> **EXERCISE DETAILS**: Copy the rows below word for word, from the line that contains "Where can the cloud" up to and including the final line of the rows.
▼
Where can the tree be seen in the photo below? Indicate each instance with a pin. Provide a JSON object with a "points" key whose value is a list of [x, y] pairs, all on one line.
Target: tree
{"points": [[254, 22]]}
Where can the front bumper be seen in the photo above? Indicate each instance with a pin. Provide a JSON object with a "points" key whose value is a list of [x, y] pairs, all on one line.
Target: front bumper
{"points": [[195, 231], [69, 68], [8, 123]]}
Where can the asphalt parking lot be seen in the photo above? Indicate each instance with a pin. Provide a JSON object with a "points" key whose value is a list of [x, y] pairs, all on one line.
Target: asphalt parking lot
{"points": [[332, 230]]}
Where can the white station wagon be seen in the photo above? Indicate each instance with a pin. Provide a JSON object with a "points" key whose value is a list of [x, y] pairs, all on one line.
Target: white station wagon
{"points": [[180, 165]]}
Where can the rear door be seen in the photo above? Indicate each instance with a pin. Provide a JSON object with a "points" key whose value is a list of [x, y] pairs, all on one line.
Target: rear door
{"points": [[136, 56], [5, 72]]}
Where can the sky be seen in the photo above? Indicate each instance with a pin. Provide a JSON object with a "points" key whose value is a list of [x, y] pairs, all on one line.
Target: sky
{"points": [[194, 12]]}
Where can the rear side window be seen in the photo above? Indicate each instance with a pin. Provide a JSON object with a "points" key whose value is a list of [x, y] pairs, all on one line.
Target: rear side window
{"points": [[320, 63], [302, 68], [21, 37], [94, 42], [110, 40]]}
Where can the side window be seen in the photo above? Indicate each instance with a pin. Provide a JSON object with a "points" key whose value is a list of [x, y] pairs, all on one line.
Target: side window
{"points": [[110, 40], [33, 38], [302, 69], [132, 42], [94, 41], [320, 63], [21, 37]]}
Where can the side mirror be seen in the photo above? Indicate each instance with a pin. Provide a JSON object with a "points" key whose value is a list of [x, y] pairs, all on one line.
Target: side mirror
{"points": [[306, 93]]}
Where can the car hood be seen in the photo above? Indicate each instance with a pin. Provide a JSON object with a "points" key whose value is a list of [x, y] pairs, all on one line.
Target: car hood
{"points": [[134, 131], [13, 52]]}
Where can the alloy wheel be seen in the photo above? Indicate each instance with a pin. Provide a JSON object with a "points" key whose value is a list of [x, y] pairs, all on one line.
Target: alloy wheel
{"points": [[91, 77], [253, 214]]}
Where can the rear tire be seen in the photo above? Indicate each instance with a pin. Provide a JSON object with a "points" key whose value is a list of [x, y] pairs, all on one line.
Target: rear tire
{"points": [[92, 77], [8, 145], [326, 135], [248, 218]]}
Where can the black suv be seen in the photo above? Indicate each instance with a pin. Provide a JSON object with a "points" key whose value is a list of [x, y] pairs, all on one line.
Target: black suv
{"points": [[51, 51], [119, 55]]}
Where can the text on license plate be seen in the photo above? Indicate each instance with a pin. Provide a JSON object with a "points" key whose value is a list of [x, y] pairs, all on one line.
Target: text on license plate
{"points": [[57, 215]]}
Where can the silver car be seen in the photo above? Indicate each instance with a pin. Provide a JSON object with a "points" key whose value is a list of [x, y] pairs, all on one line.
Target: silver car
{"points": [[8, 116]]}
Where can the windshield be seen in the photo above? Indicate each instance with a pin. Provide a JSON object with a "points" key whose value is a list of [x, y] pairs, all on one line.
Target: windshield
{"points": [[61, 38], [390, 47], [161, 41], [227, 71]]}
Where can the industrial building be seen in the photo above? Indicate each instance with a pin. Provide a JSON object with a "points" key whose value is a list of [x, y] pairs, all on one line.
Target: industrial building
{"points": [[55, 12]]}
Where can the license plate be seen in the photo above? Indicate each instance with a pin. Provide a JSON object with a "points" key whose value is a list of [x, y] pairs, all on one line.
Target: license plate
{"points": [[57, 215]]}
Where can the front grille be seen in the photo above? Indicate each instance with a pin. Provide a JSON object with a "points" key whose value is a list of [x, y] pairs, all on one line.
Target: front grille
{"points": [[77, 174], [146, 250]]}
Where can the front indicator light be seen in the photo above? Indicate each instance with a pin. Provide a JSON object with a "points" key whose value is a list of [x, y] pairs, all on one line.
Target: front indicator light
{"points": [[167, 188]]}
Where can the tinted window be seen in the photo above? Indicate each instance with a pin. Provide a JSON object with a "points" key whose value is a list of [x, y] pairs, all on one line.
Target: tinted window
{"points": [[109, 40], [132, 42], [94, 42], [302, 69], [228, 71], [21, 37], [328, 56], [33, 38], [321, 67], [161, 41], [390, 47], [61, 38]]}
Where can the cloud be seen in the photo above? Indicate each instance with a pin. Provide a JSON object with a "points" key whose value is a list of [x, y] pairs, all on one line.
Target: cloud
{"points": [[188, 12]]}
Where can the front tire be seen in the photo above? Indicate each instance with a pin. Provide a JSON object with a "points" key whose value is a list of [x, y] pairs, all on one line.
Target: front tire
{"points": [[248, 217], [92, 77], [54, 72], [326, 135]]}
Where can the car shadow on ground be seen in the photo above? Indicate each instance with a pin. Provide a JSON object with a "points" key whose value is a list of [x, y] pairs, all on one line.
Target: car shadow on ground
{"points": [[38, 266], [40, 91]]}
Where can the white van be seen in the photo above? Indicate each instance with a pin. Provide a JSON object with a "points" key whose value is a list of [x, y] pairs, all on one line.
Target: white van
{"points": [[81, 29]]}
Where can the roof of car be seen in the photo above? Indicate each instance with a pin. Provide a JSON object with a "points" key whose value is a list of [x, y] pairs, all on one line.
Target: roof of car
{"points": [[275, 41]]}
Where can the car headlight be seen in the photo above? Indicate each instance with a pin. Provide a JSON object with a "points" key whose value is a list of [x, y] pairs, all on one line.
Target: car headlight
▲
> **ANSWER BELOW**:
Where can the cloud be seen in the photo above? Indicate each instance with a pin. Provide a JSON object with a "points" key whose value is a list of [x, y] pairs, all on one line.
Target: cloud
{"points": [[188, 12]]}
Where can the front tire be seen in the photo above? Indicate each instance with a pin. Provide a JSON object with a "points" key whose value is a list of [x, y] pairs, all on one line.
Target: front tire
{"points": [[248, 217], [92, 77], [54, 72], [326, 135]]}
Where can the car shadow on ground be seen in the photo above? Indicate each instance with a pin. Provide a JSON object with a "points" key whose value is a list of [x, y] pairs, all on one line.
Target: car shadow on ground
{"points": [[38, 266], [40, 91]]}
Where can the white van be seen in the photo above? Indicate each instance with a pin. Provide a JSON object with a "points" key whose value is a list of [x, y] pairs, all on one line.
Target: white van
{"points": [[81, 29]]}
Where can the roof of car be seen in the photo above? Indicate each instance with a pin. Provide a JSON object with a "points" key whose value is a list of [x, y] pairs, all on one line.
Target: roof of car
{"points": [[275, 41]]}
Where can the car headlight be seen in the photo above? Indicate each instance with a pin. Provide a JSON object with a "points" key whose value is a list of [x, y] pairs, all on one line.
Target: car headlight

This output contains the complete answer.